[begin LISTED ENTRIES]
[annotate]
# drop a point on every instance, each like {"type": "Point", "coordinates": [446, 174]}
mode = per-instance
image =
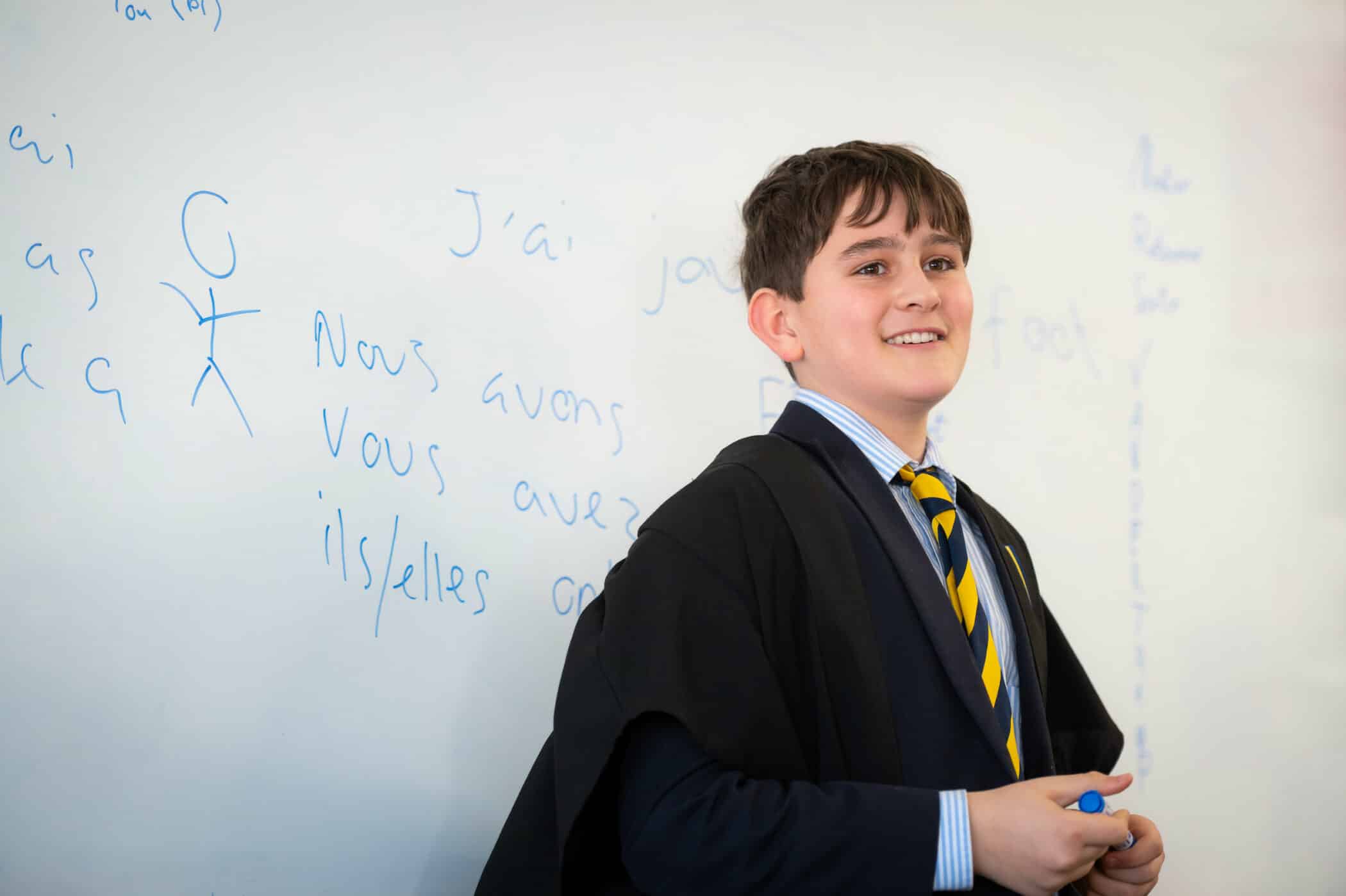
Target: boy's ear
{"type": "Point", "coordinates": [772, 320]}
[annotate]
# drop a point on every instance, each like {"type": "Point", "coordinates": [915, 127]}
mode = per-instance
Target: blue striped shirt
{"type": "Point", "coordinates": [953, 854]}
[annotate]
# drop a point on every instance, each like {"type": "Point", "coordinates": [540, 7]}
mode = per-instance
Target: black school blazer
{"type": "Point", "coordinates": [783, 610]}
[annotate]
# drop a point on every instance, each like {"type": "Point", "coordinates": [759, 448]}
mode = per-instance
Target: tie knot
{"type": "Point", "coordinates": [906, 476]}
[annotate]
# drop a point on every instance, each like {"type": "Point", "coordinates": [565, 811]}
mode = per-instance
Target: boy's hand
{"type": "Point", "coordinates": [1133, 872]}
{"type": "Point", "coordinates": [1026, 840]}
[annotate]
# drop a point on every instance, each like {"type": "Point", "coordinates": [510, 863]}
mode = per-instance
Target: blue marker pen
{"type": "Point", "coordinates": [1093, 804]}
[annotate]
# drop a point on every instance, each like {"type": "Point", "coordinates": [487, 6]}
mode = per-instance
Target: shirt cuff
{"type": "Point", "coordinates": [953, 856]}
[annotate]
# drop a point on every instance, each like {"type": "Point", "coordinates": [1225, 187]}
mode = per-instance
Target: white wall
{"type": "Point", "coordinates": [194, 696]}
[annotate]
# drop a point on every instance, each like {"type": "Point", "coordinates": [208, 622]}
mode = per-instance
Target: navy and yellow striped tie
{"type": "Point", "coordinates": [963, 592]}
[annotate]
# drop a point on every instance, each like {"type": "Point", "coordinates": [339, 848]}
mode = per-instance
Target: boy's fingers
{"type": "Point", "coordinates": [1068, 789]}
{"type": "Point", "coordinates": [1101, 831]}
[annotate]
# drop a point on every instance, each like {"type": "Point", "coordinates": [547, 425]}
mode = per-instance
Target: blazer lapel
{"type": "Point", "coordinates": [871, 494]}
{"type": "Point", "coordinates": [1030, 636]}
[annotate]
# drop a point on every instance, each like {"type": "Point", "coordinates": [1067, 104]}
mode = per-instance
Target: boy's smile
{"type": "Point", "coordinates": [885, 322]}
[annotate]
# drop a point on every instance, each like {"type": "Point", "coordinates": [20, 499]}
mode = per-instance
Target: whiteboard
{"type": "Point", "coordinates": [345, 346]}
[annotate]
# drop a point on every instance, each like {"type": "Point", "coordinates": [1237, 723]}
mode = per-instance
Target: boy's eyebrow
{"type": "Point", "coordinates": [860, 248]}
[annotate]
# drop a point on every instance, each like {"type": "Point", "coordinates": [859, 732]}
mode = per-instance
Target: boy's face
{"type": "Point", "coordinates": [865, 287]}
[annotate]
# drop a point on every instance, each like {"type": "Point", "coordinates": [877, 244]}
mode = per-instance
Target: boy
{"type": "Point", "coordinates": [824, 665]}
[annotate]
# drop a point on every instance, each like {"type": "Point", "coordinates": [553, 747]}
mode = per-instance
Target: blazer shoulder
{"type": "Point", "coordinates": [1003, 533]}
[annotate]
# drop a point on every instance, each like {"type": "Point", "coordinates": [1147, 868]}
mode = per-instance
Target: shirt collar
{"type": "Point", "coordinates": [886, 458]}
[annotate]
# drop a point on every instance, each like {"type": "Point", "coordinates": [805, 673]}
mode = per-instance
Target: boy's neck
{"type": "Point", "coordinates": [905, 431]}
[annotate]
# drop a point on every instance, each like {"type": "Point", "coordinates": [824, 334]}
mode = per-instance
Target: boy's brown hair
{"type": "Point", "coordinates": [792, 212]}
[end LISTED ENTRIES]
#### [YOUR OBJECTIVE]
Reproduce every line above as written, skipping pictures.

#### [WRITTEN SOLUTION]
[annotate]
# drop a point on every instance, each like {"type": "Point", "coordinates": [446, 174]}
mode = per-instance
image =
Target: boy's ear
{"type": "Point", "coordinates": [772, 320]}
[annotate]
# drop a point on every instance, each like {"type": "Point", "coordinates": [915, 127]}
mode = per-instance
Target: blue striped shirt
{"type": "Point", "coordinates": [953, 854]}
[annotate]
# drop a point on every instance, each like {"type": "Point", "coordinates": [540, 7]}
mode = per-instance
Target: black school blazer
{"type": "Point", "coordinates": [783, 610]}
[annotate]
# drop a point on every instance, each like {"type": "Point", "coordinates": [759, 448]}
mode = per-instance
Target: tie knot
{"type": "Point", "coordinates": [906, 476]}
[annotate]
# drop a point on every instance, each like {"type": "Point", "coordinates": [565, 811]}
mode = per-instance
Target: boy's hand
{"type": "Point", "coordinates": [1133, 872]}
{"type": "Point", "coordinates": [1026, 840]}
[annotate]
# drop a point on every instance, each like {"type": "Point", "coordinates": [510, 863]}
mode = per-instance
Target: blue marker pen
{"type": "Point", "coordinates": [1093, 804]}
[annotate]
# drop a point on every instance, each like {"type": "Point", "coordinates": [487, 6]}
mode = per-instance
Target: shirt cuff
{"type": "Point", "coordinates": [953, 856]}
[annotate]
# drop a point on every instance, each like {"type": "Point", "coordinates": [1225, 187]}
mode = per-instance
Target: white wall
{"type": "Point", "coordinates": [194, 696]}
[annotate]
# drop a point on every instance, each like {"type": "Point", "coordinates": [208, 622]}
mode = per-instance
Target: navy and yellow striped tie
{"type": "Point", "coordinates": [963, 592]}
[annotate]
# drop a point on every instance, each like {"type": "Point", "coordinates": [339, 848]}
mode = per-instance
Target: boy's fingers
{"type": "Point", "coordinates": [1068, 789]}
{"type": "Point", "coordinates": [1101, 831]}
[annotate]
# drop a point on every instance, each like {"type": "Point", "coordinates": [547, 425]}
mode = per-instance
Target: blazer lapel
{"type": "Point", "coordinates": [871, 494]}
{"type": "Point", "coordinates": [1030, 636]}
[annotate]
# drop a point on every instance, each like {"type": "Point", "coordinates": [1067, 104]}
mode = per-instance
Target: boy's smile
{"type": "Point", "coordinates": [885, 322]}
[annotate]
# drop a point on every instance, each like {"type": "Point", "coordinates": [20, 499]}
mode = per-instance
Target: whiteboard
{"type": "Point", "coordinates": [345, 346]}
[annotate]
# drop a point on every instance, each like {"type": "Point", "coordinates": [1237, 723]}
mode = per-instance
Target: boy's eyebrow
{"type": "Point", "coordinates": [860, 248]}
[annotate]
# drop a point on every instance, each like {"type": "Point", "coordinates": [859, 732]}
mode = per-instance
Target: boy's face
{"type": "Point", "coordinates": [865, 287]}
[annotate]
# drop a point on every instance, each like {"type": "Point", "coordinates": [877, 244]}
mode = per-instance
Target: boy
{"type": "Point", "coordinates": [824, 665]}
[annotate]
# drop a point on every instance, each like {"type": "Point", "coordinates": [553, 747]}
mode = per-instance
Target: blazer shoulder
{"type": "Point", "coordinates": [1003, 533]}
[annotate]
# drop a point on every instance, each like {"type": "Point", "coordinates": [1147, 868]}
mode = per-instance
Target: shirt collar
{"type": "Point", "coordinates": [886, 458]}
[annotate]
# drop a point on every instance, each like {"type": "Point", "coordinates": [805, 673]}
mode = per-instance
Target: boy's neck
{"type": "Point", "coordinates": [905, 431]}
[annotate]
# drop a point on every instance, each like {"type": "Point", "coordinates": [824, 334]}
mode = per-instance
Target: boy's brown hair
{"type": "Point", "coordinates": [792, 212]}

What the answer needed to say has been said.